Rewrite the listing from its first line up to and including the line containing "170L52 157L73 153L85", replacing "white bowl" with "serving bowl" and leaving everything else unchanged.

● RECORDS PROVIDED
----

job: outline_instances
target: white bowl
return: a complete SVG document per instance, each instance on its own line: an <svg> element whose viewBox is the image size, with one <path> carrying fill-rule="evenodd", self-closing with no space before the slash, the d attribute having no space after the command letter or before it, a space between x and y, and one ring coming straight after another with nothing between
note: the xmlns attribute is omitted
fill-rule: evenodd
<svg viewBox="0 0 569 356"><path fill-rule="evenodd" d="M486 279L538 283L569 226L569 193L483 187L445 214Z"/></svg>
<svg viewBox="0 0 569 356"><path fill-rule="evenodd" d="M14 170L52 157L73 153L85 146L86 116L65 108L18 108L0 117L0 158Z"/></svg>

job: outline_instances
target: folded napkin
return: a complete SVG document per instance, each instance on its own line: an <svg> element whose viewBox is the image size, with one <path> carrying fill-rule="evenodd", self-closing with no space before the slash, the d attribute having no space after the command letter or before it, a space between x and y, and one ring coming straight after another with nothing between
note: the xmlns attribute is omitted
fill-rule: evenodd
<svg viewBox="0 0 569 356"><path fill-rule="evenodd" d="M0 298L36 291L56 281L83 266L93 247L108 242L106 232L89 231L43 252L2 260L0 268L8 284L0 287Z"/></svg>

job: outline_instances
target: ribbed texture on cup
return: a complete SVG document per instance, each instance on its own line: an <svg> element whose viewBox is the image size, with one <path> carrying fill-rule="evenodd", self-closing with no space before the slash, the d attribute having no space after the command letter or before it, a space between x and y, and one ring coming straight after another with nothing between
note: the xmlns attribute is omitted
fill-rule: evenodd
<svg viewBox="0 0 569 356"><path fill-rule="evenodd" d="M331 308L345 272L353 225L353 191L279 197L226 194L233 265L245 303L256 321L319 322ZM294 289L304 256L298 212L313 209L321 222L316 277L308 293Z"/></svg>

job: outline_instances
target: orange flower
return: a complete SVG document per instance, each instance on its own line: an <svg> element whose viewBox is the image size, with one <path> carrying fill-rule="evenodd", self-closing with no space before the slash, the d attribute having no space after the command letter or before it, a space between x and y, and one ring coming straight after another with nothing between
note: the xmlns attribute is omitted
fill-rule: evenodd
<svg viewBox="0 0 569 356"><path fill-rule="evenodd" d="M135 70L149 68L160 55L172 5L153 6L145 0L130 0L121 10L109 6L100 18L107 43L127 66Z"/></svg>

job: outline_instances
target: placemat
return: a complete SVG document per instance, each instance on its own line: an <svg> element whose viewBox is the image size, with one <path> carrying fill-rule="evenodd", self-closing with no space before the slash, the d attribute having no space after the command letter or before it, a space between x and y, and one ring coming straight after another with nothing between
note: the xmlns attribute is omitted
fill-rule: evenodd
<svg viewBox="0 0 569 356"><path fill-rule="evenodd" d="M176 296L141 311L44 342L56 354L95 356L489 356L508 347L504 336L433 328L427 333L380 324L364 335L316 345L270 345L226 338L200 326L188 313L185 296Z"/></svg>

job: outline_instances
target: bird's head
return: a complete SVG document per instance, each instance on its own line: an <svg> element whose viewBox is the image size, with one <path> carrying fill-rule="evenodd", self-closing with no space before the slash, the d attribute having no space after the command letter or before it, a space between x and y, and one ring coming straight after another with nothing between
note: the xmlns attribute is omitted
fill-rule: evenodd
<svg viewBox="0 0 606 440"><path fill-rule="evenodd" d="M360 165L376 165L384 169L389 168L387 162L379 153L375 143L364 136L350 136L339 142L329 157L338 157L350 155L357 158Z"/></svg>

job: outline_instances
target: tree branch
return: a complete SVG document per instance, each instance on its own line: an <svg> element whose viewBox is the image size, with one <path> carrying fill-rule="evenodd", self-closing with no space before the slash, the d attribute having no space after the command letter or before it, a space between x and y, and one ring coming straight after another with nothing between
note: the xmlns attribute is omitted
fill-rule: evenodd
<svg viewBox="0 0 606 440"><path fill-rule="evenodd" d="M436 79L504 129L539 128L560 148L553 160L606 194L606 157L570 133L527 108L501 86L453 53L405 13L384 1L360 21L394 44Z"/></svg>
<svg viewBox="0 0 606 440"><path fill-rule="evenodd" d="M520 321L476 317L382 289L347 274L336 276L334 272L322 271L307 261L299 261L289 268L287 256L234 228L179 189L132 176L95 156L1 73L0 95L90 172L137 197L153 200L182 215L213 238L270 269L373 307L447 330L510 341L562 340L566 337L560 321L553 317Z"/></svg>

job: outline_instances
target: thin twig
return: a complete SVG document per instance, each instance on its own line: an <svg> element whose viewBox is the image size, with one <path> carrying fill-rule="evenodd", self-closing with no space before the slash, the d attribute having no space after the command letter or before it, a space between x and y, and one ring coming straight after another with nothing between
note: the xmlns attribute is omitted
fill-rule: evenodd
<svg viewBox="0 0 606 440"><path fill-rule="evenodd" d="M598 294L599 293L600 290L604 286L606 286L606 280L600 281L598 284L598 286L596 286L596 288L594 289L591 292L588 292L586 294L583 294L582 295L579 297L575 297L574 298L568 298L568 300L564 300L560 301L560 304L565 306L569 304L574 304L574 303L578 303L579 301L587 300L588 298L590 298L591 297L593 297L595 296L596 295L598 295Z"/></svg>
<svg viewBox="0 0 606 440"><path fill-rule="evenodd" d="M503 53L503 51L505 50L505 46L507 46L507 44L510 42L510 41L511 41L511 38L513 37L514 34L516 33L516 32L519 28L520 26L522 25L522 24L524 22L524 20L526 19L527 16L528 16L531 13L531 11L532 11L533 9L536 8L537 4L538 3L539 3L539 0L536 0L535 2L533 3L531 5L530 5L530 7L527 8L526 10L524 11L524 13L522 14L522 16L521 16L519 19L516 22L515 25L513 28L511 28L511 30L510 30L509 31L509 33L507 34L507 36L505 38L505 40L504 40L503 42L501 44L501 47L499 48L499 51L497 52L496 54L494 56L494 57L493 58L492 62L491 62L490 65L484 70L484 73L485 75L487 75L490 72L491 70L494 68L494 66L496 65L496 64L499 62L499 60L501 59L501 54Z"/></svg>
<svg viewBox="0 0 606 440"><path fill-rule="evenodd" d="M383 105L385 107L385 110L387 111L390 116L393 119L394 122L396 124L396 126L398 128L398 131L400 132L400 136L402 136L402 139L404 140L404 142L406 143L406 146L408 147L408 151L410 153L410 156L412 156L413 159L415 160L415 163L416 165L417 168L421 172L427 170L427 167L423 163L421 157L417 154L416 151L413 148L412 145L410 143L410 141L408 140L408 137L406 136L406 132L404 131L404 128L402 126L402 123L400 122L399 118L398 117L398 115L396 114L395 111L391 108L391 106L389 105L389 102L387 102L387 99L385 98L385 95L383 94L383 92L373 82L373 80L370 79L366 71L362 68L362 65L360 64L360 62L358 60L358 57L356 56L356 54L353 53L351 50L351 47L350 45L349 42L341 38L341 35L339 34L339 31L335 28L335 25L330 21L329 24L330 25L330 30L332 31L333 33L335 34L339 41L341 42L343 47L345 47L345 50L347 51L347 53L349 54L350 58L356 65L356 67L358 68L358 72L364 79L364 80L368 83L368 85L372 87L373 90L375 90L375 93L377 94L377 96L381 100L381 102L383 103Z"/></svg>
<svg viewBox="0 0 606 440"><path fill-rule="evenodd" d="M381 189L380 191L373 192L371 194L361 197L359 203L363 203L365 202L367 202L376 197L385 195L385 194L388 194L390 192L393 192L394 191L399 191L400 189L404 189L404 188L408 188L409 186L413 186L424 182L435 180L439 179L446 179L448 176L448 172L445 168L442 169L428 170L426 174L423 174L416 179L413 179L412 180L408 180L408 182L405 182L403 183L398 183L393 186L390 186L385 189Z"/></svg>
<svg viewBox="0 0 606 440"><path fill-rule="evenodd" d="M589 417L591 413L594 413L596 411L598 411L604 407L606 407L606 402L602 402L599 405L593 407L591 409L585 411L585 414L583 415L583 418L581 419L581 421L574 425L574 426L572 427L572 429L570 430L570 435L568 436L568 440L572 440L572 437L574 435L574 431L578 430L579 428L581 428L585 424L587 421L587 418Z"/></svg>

----

● EXERCISE SOLUTION
job: outline_instances
target: serving bowl
return: a complete SVG document per instance, each instance on its own line: an <svg> element whose viewBox is the image size, with one <path> carrying fill-rule="evenodd", self-closing with no space before the slash, the d attribute having no space after the command letter or before it, a space between x and y, and one ring coming straight after another with nothing between
note: the xmlns attribute is omitted
fill-rule: evenodd
<svg viewBox="0 0 569 356"><path fill-rule="evenodd" d="M486 279L538 283L569 226L569 193L483 187L445 214Z"/></svg>
<svg viewBox="0 0 569 356"><path fill-rule="evenodd" d="M14 170L52 157L73 153L85 146L86 116L65 108L18 108L0 117L0 158Z"/></svg>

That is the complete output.